▸ WHAT TO DO: Replace "balcony" with "terrace" throughout the material below, and write all of it out again with nothing else changed and the pictures left out.

▸ INPUT:
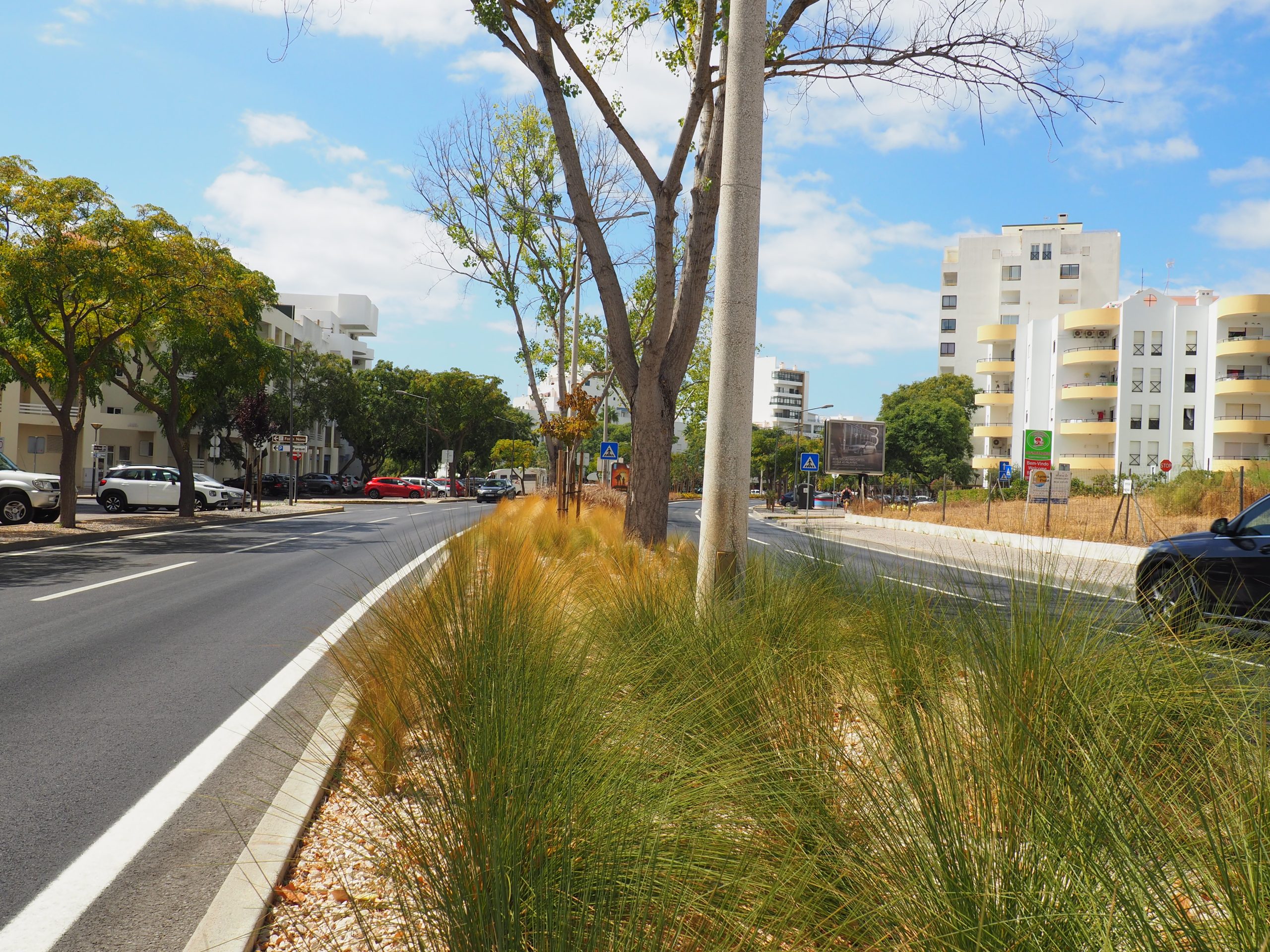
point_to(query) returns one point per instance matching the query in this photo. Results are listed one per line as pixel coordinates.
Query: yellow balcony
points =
(988, 463)
(1092, 319)
(1099, 353)
(996, 398)
(1225, 464)
(1090, 463)
(1239, 347)
(1089, 428)
(1241, 424)
(994, 365)
(992, 333)
(994, 429)
(1244, 306)
(1090, 391)
(1242, 386)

▸ SOLUTION FOR THIS TASK:
point_to(query) returns one point per instance matching the query in this photo. Results are listed one per line as pixel coordinates.
Query: yellow terrace
points =
(988, 463)
(1092, 319)
(1099, 353)
(996, 398)
(1225, 464)
(1090, 463)
(1239, 347)
(1089, 428)
(1241, 424)
(994, 365)
(992, 333)
(994, 429)
(1244, 306)
(1090, 391)
(1242, 386)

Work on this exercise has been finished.